**Given passage**
************

The Oregon Medicaid study and the Framingham risk score

Yesterday I posted results of power calculations for the Oregon Health Insurance Experiment’s (OHIE’s) analysis of cholesterol. Previously I posted power calculations for glycated hemoglobin and blood pressure. The study was underpowered for all of them, with respect to effect sizes one should have expected based on the literature. I promised to come back to the Framingham risk score (FRS), provided I could find enough information and had time.

Well, I had time, but the information just isn’t there, so far as I can tell. What I need is some base of literature that robustly suggests how big a decrease in FRS one should expect and for a population comparable to those analyzed on the OHIE. As the OHIE NEJM paper explains, FRS was examined for three groups.

The Framingham risk score was used to predict the 10-year cardiovascular risk. Risk scores were calculated separately for men and women on the basis of the following variables: age, total cholesterol and HDL cholesterol levels, measured blood pressure and use or nonuse of medication for high blood pressure, current smoking status, and status with respect to a glycated hemoglobin level ≥6.5%. Framingham risk scores, which are calculated for persons 30 years of age or older, range from 0.99 to 30%. Samples sizes for risk scores were [1] 9525 participants overall, [2] 3099 participants with high-risk diagnoses, and [3] 3372 participants with an age of 50 to 64 years. A high-risk diagnosis was defined as a diagnosis of diabetes, hypertension, hypercholesterolemia, myocardial infarction, or congestive heart failure before the lottery (i.e., before March 2008). [Numbers in brackets added to identify the three groups.]

Here’s a PDF of research on FRS that TIE assistant extraordinaire Jaskaran Bains dug up. As you can see for yourself, it’s pretty thin and all over the map as to what type of group is examined. If you’re aware of any other relevant studies, let me know in the comments. Unless we obtain more information, I can’t do a power calculation without making some weak assumptions that will drive the result. I don’t want to do that because it’s just not credible.

************

**Task A**
According to the post on the Oregon Medicaid study and the Framingham risk score, why does the author decline to do a power calculation for the Framingham risk score?
**Task B**
In the post on the Oregon Medicaid study and the Framingham risk score, rewrite the paragraph beginning "The Framingham risk score was used to predict" as a bulleted list that keeps its main facts.
**Task C**
In the post on the Oregon Medicaid study and the Framingham risk score, how many participants with high-risk diagnoses had risk scores?
Answer using only the post on the Oregon Medicaid study and the Framingham risk score.

************

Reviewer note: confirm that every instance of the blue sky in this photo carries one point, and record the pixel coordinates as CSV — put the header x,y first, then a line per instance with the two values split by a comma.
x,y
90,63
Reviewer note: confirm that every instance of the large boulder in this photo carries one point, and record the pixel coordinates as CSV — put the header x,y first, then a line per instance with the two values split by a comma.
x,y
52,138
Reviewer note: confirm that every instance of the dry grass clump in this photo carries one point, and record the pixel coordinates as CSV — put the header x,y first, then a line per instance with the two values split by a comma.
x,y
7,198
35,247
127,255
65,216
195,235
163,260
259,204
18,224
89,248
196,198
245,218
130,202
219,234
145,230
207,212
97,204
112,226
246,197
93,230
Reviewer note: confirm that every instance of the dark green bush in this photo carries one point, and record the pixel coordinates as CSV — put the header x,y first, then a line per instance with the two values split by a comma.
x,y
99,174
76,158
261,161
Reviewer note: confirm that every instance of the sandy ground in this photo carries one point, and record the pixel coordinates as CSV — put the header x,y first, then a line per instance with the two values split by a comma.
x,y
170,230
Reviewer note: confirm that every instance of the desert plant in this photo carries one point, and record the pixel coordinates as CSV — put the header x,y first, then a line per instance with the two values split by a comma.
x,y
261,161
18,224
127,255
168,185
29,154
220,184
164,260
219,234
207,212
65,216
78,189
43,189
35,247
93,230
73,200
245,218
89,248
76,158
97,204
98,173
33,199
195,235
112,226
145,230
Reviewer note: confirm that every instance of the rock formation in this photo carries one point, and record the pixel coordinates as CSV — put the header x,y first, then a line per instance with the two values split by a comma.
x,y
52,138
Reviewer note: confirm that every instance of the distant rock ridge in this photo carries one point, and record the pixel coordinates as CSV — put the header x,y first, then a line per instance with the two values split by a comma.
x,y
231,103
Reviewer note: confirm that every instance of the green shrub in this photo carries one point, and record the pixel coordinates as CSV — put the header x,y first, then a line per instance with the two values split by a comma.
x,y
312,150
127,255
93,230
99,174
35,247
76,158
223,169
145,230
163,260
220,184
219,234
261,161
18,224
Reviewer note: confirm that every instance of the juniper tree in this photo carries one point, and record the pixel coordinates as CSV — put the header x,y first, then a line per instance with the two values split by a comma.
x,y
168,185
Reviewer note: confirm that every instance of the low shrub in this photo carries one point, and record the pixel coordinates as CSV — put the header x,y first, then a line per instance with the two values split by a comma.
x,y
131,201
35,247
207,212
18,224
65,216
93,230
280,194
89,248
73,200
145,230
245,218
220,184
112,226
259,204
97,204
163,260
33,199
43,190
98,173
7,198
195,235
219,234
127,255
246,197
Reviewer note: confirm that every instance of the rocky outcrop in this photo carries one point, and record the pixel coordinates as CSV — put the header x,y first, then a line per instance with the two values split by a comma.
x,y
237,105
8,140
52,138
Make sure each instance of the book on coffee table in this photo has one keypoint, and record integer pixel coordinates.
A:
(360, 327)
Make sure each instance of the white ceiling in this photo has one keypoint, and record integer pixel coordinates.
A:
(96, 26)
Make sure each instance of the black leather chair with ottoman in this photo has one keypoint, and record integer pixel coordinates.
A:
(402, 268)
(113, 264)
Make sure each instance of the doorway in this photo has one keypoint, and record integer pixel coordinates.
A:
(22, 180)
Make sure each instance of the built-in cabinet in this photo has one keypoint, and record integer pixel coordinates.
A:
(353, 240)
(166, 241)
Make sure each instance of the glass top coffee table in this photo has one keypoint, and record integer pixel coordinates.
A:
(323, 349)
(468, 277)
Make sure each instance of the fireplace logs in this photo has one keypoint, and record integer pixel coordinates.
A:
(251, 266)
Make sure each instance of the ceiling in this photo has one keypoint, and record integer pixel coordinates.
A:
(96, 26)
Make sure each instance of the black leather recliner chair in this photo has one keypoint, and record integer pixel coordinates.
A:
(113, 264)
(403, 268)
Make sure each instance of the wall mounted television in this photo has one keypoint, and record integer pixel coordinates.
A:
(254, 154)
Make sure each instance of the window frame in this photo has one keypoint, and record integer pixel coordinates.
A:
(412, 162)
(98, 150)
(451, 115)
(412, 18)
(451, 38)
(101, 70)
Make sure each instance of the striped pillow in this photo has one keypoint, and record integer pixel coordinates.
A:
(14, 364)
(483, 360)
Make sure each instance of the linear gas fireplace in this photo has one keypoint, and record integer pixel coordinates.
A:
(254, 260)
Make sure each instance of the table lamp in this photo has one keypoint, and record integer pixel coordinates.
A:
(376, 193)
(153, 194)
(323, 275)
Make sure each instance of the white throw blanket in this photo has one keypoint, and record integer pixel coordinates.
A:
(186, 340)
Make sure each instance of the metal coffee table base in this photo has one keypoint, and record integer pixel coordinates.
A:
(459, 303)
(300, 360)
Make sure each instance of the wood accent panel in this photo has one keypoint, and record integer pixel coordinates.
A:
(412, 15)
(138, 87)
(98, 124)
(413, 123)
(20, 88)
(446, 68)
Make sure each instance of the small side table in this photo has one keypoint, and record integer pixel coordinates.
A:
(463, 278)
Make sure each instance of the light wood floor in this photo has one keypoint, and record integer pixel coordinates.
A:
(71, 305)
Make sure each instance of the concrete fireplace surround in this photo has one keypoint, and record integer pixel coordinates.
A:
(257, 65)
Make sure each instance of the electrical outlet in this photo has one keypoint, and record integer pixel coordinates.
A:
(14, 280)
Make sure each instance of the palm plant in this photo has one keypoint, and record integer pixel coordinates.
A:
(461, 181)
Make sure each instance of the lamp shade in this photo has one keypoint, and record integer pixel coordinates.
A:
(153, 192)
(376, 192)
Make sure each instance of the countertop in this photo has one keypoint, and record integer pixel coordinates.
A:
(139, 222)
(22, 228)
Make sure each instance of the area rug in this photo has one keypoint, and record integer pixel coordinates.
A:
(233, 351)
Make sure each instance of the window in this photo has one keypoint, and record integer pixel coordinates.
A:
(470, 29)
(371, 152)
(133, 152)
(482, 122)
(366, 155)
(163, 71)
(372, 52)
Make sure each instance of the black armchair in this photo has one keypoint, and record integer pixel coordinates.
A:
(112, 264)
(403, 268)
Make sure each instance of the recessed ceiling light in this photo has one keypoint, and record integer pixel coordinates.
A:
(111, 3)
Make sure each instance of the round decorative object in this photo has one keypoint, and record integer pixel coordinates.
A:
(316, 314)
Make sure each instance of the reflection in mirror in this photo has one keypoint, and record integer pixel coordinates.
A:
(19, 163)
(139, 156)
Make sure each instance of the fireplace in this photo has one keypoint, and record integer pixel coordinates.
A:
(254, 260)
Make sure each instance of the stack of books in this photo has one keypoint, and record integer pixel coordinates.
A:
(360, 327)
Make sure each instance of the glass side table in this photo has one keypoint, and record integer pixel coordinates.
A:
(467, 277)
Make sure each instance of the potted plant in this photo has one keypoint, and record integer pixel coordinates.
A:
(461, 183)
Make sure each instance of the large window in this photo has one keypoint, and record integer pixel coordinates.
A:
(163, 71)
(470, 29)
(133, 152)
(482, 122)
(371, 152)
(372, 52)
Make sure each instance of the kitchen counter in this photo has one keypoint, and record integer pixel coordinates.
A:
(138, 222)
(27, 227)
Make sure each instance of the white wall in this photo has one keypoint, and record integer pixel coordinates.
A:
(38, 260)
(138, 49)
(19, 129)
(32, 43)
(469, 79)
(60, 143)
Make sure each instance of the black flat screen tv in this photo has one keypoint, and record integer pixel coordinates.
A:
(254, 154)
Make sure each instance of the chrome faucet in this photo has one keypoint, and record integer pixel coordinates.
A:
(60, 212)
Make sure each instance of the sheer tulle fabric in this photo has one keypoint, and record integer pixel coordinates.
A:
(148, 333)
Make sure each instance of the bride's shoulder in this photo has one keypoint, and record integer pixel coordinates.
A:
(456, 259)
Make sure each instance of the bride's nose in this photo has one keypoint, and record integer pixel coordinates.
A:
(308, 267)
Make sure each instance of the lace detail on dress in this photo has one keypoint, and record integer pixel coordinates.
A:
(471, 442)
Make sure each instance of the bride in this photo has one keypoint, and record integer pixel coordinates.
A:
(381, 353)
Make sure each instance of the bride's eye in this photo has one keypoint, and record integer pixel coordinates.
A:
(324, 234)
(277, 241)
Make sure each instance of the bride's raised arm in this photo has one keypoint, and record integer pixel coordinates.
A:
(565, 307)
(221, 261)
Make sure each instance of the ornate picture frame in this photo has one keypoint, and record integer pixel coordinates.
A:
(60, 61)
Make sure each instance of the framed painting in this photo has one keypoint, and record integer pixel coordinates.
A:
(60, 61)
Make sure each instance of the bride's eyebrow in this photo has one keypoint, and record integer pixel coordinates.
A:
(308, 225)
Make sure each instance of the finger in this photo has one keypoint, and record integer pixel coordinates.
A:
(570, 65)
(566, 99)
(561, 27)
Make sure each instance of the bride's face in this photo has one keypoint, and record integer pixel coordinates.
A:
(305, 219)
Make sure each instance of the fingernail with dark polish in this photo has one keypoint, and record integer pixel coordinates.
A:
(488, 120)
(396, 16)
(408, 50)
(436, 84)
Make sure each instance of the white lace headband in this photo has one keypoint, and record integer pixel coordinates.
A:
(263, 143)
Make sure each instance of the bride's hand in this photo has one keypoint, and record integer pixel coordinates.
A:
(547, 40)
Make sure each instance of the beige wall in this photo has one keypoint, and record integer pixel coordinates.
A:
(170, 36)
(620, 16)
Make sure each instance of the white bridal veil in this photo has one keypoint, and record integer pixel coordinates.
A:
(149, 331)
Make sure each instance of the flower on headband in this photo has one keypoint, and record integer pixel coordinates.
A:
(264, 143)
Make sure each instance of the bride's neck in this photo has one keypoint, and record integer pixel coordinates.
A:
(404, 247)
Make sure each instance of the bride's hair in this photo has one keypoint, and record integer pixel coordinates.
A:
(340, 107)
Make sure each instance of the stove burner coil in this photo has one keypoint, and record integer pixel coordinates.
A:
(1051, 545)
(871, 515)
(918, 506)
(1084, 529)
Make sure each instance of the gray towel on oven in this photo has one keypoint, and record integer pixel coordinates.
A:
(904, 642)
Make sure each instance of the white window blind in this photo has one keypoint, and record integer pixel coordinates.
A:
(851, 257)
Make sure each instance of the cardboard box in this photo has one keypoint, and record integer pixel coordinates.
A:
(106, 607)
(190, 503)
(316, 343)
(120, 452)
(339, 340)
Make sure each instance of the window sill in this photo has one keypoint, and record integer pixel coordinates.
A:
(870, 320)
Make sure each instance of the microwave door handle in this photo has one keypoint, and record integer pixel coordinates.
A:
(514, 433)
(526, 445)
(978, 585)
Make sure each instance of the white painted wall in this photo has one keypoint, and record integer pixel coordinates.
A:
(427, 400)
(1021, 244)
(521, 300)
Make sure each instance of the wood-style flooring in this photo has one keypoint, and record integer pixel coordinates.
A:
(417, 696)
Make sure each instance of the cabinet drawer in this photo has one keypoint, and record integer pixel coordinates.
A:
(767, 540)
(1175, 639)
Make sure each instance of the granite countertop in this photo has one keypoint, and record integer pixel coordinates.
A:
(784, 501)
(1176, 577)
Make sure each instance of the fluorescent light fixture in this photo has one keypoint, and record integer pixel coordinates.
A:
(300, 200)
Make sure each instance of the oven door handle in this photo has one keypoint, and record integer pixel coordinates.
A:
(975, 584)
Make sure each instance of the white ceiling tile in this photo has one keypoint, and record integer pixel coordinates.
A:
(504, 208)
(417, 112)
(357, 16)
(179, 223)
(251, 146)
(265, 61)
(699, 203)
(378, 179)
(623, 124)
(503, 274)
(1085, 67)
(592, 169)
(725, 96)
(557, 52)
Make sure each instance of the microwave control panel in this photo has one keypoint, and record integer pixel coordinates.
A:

************

**Exercise output A**
The author could find no body of literature that robustly suggests how big a decrease in the score to expect in a population comparable to those in the Oregon study. Without that information, a calculation would rest on weak assumptions that would drive the result, and the author considers that not credible.

**Exercise output B**
- Purpose: predicts 10-year cardiovascular risk.
- Calculated separately for men and women.
- Variables: age, total and HDL cholesterol levels, measured blood pressure, use or nonuse of medication for high blood pressure, current smoking status, and whether glycated hemoglobin is ≥6.5%.
- Applies to persons 30 years of age or older; scores range from 0.99 to 30%.
- Sample sizes: 9525 participants overall, 3099 with high-risk diagnoses, and 3372 aged 50 to 64.
- High-risk diagnosis: diabetes, hypertension, hypercholesterolemia, myocardial infarction, or congestive heart failure diagnosed before the lottery (before March 2008).

**Exercise output C**
3099 participants.